● **What the exercise asks**: Write out each line of the entries exactly, starting at the first and finishing with the line that contains "[[392, 70], [463, 86]]".
(Extracted data Opens)
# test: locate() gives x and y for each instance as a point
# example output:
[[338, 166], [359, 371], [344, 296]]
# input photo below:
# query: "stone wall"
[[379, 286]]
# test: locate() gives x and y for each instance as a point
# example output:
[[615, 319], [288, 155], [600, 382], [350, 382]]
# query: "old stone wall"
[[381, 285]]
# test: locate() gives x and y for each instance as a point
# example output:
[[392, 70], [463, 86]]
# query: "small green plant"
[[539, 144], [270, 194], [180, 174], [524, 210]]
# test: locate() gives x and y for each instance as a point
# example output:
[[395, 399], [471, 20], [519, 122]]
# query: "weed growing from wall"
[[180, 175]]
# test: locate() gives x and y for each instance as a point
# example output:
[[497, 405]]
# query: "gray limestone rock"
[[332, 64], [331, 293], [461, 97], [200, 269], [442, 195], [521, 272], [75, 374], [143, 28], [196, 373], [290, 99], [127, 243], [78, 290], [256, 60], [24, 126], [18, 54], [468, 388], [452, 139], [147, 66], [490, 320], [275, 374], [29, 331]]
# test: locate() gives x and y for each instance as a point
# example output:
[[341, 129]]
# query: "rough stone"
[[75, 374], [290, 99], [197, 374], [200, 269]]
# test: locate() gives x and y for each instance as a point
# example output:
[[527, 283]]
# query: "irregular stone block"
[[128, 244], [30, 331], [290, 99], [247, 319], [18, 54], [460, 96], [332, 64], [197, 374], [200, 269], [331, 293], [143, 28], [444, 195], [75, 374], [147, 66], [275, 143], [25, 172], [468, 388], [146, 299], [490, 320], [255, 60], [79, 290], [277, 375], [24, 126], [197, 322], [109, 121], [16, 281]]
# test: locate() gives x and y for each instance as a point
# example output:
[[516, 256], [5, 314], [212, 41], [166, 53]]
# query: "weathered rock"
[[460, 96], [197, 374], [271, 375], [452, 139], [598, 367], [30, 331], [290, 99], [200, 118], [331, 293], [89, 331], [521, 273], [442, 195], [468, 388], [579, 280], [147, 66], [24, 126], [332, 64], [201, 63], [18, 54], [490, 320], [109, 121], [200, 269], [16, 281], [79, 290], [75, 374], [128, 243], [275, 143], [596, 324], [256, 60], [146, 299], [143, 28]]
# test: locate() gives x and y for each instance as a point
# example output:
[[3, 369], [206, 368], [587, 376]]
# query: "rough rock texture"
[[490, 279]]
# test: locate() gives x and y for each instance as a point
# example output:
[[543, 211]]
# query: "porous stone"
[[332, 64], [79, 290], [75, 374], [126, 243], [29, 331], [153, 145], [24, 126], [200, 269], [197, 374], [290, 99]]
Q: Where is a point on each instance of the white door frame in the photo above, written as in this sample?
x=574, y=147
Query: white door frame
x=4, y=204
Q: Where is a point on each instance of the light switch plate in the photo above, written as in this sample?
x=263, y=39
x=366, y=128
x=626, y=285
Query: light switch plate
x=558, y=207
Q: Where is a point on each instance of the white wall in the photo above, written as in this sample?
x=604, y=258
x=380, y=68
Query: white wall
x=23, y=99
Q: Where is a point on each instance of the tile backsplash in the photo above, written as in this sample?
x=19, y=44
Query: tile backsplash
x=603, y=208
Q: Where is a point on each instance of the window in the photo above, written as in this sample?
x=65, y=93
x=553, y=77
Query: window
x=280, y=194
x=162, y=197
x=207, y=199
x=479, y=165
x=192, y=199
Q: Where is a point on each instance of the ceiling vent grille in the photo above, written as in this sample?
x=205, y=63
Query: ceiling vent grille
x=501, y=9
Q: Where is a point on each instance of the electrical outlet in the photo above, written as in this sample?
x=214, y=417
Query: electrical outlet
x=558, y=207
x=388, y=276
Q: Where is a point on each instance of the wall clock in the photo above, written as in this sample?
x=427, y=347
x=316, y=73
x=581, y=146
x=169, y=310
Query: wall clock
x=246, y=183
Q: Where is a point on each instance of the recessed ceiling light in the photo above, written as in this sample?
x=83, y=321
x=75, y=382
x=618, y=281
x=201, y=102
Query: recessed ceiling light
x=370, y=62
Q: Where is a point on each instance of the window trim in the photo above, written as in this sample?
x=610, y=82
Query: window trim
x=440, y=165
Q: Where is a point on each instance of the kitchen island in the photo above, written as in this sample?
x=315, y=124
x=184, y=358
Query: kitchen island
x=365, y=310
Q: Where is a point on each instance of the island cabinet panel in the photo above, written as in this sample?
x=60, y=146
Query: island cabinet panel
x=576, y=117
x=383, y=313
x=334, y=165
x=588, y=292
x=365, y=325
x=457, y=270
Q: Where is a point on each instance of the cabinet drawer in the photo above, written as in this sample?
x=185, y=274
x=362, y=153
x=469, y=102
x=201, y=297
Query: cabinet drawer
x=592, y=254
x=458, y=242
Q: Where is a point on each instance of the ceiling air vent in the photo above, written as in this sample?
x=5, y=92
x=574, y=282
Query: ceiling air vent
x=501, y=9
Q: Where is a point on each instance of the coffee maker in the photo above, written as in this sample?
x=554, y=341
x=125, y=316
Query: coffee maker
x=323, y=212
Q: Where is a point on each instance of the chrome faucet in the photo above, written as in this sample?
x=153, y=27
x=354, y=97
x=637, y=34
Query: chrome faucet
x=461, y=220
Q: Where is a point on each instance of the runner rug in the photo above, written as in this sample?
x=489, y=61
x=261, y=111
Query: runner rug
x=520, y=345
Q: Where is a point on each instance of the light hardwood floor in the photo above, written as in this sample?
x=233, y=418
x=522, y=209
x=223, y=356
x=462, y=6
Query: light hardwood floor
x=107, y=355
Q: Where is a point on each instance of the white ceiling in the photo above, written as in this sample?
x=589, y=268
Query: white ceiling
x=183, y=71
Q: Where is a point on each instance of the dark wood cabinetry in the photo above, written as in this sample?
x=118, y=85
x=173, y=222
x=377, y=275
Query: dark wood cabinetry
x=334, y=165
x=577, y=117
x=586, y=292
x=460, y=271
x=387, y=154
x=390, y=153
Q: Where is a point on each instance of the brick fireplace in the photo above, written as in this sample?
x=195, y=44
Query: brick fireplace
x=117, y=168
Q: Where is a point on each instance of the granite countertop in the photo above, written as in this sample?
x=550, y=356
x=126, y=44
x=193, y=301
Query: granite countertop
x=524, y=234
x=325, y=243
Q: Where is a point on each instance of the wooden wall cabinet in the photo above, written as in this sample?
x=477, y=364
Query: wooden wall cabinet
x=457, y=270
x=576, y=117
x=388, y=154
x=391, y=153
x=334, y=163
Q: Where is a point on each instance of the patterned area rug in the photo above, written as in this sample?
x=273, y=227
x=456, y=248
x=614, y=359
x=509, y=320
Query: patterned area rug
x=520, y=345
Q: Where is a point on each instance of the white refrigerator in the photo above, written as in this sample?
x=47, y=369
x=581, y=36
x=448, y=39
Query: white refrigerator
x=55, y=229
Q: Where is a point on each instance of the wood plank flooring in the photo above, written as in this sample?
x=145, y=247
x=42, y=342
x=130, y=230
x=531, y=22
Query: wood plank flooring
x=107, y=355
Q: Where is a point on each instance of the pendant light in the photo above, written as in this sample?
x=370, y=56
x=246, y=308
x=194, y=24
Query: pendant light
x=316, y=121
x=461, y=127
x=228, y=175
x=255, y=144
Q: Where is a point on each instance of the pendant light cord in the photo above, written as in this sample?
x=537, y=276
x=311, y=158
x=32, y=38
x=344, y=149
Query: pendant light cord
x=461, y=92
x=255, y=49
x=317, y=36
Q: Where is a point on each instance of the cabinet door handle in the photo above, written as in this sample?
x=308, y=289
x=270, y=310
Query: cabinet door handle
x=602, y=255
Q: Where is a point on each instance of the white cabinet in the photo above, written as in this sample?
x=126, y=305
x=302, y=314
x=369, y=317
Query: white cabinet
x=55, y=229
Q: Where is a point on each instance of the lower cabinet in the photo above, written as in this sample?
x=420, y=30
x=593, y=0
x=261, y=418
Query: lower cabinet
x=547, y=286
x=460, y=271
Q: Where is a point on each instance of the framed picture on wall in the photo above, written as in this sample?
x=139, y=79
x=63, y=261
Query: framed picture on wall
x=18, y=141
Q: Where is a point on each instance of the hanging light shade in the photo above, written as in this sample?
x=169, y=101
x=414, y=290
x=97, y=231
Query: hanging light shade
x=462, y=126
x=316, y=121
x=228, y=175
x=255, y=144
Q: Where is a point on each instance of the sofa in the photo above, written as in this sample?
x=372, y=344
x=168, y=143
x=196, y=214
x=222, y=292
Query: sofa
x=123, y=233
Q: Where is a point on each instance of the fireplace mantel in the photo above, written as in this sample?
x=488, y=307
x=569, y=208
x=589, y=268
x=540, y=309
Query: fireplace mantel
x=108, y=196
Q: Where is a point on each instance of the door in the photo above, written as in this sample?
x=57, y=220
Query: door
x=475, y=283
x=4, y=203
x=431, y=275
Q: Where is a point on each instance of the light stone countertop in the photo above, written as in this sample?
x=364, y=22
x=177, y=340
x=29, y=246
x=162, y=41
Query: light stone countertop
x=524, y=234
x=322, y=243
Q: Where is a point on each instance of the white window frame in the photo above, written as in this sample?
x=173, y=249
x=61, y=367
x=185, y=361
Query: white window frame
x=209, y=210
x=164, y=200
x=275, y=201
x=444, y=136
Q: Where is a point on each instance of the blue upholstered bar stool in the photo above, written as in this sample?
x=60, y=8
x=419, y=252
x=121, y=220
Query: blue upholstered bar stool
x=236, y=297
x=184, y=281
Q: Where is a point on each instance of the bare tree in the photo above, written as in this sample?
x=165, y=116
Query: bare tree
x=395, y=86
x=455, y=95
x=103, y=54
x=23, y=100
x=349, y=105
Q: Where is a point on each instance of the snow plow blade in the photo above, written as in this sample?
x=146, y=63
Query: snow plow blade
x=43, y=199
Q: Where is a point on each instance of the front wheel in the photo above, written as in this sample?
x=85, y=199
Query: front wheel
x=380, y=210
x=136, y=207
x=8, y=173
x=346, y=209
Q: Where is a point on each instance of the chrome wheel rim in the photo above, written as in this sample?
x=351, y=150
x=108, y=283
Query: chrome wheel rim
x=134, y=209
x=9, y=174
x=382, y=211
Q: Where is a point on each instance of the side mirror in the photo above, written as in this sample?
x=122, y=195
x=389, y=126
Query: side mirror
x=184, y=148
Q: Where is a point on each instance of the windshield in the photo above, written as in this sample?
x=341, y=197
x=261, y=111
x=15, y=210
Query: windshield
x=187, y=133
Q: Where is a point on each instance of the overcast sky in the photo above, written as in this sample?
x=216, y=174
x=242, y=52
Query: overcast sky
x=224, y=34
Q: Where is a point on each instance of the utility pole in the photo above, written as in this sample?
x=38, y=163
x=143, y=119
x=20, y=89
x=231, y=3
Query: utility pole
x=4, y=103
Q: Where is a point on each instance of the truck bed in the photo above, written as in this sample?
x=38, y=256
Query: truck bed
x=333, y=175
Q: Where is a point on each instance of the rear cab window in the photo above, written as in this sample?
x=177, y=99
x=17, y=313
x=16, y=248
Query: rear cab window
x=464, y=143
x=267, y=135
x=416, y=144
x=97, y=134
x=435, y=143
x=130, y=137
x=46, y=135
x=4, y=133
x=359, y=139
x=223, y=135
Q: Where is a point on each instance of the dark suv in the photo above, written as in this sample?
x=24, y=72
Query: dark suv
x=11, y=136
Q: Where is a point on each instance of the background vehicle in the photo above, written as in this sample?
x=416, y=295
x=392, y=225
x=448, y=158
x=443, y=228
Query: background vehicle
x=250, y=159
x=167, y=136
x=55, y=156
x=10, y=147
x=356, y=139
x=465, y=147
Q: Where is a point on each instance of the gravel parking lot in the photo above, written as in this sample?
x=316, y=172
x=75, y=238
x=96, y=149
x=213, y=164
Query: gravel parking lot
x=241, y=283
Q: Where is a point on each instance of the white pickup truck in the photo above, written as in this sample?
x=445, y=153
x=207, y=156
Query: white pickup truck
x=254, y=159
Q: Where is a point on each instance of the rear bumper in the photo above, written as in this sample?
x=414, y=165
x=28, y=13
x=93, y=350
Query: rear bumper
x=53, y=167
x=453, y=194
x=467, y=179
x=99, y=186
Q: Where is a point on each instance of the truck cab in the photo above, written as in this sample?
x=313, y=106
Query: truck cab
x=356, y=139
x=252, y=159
(Extracted data Closes)
● **Solution**:
# test: locate() gives x and y for each instance as a point
# example output:
[[338, 166], [359, 371], [344, 296]]
# input photo below:
# query: "stone wall"
[[379, 286]]
# test: locate() gives x and y for each instance as a point
# example output:
[[615, 319], [288, 155], [600, 382], [350, 382]]
# query: "old stone wall"
[[381, 285]]
# test: locate() gives x and y for each instance as a point
# example output:
[[392, 70], [463, 86]]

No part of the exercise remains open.